| Stated problem |
According to the passage below on landfill closure obligations, what is the average remaining life of the owned landfills and those operated under life-of-site agreements?

| Reading passage |
In accordance with the accounting guidance on asset retirement obligations, the final capping, closure and post-closure liability is recorded on the balance sheet along with an offsetting addition to site costs which is amortized to depletion expense on a units-of-consumption basis as remaining landfill airspace is consumed. The impact of changes determined to be changes in estimates, based on an annual update, is accounted for on a prospective basis. Depletion expense resulting from final capping, closure and post-closure obligations recorded as a component of landfill site costs will generally be less during the early portion of a landfill’s operating life and increase thereafter. Owned landfills and landfills operated under life-of-site agreements have estimated remaining lives, based on remaining permitted capacity, probable expansion capacity and projected annual disposal volumes, that range from approximately 5 to 240 years, with an average remaining life of approximately 48 years. The costs for final capping, closure and post-closure obligations at landfills the Company owns or operates under life-of-site agreements are generally estimated based on interpretations of current requirements and proposed or anticipated regulatory changes.

| Items |
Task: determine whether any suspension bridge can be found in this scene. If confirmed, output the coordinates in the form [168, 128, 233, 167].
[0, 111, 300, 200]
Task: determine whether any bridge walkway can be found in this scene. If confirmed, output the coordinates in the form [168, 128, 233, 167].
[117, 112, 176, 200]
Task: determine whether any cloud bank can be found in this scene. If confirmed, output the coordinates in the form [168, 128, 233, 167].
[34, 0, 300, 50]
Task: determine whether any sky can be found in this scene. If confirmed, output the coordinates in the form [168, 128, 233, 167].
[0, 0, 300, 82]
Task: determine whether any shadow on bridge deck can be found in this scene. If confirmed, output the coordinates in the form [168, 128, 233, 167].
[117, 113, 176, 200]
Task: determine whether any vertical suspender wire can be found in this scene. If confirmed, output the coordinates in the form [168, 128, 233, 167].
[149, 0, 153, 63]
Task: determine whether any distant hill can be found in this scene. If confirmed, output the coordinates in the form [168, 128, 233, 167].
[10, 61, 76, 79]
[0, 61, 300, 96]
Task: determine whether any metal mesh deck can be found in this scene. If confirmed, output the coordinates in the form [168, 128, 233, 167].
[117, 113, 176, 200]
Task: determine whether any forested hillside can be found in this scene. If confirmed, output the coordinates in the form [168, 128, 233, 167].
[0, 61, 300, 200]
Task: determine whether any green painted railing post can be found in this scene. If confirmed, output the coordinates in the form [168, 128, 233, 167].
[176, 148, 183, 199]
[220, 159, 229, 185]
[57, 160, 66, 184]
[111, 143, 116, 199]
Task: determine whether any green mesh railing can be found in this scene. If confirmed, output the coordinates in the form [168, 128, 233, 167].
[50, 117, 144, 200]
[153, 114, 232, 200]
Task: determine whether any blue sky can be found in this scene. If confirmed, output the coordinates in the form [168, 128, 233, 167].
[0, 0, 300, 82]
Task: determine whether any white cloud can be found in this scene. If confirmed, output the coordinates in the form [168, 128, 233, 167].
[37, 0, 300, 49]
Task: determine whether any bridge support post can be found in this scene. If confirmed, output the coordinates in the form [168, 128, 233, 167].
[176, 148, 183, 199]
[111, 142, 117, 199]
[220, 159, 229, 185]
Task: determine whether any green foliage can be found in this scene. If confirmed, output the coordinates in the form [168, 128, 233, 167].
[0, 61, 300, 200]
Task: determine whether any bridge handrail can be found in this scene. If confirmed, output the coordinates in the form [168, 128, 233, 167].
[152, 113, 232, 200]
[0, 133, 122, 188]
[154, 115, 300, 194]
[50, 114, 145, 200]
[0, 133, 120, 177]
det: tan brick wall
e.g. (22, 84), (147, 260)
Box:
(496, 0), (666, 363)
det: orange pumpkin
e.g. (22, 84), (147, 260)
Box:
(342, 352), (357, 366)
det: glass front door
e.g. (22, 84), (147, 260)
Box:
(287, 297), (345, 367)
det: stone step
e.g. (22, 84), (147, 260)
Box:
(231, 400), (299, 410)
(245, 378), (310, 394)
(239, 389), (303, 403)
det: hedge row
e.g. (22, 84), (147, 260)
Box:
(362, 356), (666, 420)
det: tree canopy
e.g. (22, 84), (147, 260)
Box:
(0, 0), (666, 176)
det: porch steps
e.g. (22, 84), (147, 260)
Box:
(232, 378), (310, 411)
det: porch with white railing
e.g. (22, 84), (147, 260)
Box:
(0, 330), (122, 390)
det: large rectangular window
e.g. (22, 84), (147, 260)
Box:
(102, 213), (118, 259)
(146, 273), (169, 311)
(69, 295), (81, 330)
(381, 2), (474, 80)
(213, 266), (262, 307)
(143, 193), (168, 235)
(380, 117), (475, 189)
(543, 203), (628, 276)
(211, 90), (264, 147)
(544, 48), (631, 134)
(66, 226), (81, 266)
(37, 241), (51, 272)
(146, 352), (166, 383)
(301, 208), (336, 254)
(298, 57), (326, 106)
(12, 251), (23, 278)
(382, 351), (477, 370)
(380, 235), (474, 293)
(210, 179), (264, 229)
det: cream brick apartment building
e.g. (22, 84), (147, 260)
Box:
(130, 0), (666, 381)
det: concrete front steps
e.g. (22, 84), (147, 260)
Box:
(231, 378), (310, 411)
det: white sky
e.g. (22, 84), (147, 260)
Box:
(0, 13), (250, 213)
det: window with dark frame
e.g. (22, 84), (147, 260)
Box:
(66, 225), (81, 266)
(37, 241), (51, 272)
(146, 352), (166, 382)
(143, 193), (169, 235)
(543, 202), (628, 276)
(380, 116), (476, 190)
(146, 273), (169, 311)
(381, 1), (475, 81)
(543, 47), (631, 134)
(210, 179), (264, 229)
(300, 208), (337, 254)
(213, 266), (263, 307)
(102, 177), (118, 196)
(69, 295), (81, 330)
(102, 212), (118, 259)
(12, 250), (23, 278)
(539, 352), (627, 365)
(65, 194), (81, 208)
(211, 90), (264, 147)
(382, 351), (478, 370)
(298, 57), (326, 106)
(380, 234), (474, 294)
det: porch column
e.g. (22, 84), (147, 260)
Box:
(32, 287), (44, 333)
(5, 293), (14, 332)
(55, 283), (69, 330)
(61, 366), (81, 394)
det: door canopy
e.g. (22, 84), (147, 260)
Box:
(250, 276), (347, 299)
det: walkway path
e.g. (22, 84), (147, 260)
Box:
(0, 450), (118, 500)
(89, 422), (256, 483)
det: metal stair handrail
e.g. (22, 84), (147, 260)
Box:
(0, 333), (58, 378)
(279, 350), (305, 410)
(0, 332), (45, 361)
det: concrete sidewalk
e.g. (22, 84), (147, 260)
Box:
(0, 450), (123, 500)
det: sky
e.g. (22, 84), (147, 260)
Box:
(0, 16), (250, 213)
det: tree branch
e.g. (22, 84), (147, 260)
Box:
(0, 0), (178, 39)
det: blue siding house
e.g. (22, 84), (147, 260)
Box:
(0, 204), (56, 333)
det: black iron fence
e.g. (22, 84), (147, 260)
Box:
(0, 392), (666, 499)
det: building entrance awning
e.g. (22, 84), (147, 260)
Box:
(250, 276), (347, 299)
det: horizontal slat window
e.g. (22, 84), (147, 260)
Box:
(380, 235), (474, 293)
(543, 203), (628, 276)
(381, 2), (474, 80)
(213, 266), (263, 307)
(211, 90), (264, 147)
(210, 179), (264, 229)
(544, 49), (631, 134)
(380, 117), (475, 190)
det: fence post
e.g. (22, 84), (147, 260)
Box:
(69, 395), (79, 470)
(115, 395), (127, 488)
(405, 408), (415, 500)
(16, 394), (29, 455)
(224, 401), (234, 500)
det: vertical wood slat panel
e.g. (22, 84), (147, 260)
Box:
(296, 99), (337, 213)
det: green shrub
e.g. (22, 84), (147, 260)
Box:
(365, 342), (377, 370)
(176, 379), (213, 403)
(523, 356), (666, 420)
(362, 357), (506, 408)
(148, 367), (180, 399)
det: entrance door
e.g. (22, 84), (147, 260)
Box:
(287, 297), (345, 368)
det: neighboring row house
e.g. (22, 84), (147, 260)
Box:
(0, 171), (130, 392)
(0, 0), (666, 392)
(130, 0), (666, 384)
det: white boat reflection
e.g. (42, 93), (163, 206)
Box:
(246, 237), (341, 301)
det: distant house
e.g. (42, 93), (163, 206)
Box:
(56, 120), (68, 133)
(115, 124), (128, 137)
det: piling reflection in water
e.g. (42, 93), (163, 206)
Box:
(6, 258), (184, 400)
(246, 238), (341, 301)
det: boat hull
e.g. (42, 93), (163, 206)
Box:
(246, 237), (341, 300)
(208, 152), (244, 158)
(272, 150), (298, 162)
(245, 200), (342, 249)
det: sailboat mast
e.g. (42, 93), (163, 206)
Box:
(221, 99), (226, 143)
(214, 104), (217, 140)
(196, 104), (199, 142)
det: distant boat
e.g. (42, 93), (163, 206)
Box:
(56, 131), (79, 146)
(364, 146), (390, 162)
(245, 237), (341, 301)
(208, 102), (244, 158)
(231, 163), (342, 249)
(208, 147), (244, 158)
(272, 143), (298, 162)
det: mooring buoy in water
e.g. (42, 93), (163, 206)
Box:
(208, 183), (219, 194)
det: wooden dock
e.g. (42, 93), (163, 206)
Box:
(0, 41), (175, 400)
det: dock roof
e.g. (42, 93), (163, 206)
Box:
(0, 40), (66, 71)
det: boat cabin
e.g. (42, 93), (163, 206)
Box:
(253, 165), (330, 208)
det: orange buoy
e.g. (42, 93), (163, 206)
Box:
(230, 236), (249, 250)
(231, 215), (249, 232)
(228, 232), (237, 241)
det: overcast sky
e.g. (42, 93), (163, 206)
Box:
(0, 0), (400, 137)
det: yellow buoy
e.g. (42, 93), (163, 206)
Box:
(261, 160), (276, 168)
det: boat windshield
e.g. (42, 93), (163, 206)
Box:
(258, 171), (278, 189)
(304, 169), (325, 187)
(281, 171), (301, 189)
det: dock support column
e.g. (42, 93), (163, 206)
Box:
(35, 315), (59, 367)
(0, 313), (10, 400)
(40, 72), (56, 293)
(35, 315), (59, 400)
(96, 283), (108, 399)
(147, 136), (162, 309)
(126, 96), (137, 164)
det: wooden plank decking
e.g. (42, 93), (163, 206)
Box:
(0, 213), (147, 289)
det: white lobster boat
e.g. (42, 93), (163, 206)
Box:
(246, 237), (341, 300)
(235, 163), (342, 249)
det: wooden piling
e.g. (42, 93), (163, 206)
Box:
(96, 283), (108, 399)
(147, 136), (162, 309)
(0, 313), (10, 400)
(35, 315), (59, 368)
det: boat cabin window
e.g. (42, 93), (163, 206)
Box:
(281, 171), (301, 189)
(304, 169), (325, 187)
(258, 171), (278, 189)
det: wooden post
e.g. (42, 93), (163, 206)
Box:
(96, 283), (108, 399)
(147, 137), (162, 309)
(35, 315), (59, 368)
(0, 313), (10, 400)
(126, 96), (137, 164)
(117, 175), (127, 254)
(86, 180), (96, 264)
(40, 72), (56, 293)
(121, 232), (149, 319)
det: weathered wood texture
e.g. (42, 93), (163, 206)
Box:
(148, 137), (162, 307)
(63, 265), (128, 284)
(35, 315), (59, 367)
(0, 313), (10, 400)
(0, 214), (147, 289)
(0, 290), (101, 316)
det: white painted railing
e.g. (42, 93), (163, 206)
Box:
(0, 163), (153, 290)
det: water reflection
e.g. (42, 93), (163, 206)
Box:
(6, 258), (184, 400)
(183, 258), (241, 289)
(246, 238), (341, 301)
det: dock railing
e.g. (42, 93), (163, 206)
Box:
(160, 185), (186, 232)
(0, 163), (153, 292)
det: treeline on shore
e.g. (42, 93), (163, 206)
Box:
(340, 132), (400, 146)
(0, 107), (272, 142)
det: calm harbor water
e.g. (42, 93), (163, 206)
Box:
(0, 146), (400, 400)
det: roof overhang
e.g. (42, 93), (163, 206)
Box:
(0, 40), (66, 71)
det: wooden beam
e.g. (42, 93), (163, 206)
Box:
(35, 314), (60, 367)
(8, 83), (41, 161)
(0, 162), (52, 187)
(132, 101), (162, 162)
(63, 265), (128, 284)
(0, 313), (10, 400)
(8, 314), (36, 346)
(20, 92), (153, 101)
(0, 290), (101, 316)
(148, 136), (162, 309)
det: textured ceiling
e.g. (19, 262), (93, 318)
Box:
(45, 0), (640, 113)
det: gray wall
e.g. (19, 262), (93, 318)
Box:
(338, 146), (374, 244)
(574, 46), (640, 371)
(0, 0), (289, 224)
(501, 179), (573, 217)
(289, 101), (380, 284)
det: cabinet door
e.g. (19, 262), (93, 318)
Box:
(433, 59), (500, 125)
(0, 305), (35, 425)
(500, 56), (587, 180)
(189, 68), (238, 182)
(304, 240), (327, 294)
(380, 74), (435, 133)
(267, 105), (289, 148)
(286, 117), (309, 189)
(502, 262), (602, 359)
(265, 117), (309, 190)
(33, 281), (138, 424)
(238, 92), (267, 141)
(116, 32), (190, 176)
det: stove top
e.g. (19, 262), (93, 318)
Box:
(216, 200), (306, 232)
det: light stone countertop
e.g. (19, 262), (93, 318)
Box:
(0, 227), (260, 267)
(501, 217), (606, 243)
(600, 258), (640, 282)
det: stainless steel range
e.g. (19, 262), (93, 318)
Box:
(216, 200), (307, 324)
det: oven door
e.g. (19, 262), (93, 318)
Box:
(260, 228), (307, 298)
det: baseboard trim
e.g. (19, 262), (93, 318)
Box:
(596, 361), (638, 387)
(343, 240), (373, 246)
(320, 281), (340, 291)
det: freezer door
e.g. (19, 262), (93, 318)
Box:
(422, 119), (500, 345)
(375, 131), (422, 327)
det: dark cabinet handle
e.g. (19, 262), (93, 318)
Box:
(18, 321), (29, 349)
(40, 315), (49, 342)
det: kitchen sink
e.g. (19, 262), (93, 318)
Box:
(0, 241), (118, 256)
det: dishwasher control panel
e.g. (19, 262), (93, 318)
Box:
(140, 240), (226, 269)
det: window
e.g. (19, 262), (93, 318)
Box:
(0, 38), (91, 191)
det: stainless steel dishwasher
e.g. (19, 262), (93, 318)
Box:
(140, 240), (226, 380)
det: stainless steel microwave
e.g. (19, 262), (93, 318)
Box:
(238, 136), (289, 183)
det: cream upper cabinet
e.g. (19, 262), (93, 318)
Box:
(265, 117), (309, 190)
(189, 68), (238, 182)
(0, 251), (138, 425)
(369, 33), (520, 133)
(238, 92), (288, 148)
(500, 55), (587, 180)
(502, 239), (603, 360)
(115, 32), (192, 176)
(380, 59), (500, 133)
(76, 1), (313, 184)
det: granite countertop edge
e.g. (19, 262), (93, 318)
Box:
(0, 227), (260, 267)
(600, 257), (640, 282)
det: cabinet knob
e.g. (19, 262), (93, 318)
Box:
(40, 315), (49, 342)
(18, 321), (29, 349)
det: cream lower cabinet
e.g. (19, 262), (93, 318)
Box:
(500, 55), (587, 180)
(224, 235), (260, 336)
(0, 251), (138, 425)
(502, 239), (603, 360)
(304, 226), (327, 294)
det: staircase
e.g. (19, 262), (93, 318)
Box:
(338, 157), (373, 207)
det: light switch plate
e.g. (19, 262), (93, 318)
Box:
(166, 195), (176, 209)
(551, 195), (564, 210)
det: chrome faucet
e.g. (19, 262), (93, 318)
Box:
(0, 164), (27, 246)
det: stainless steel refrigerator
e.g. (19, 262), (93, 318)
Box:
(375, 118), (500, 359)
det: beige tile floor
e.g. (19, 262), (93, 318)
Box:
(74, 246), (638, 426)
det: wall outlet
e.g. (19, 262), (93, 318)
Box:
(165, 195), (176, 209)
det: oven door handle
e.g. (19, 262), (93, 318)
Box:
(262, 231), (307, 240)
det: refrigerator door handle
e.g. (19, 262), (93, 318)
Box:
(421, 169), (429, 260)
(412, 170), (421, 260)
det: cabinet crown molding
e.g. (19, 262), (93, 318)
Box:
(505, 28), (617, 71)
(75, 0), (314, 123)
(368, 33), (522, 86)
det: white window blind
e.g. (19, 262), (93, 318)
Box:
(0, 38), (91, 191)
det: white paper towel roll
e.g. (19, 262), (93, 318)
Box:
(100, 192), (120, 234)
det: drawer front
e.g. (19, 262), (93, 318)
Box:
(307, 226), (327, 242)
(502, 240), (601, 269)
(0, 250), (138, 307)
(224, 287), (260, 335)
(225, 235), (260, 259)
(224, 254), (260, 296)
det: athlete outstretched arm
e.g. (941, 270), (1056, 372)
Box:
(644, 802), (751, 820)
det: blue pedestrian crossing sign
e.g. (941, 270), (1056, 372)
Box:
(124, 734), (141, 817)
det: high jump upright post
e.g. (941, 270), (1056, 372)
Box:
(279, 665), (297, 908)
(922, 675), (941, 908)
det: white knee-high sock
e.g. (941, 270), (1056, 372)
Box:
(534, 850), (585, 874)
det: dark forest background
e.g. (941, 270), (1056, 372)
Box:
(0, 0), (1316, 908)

| Correct output |
Approximately 48 years.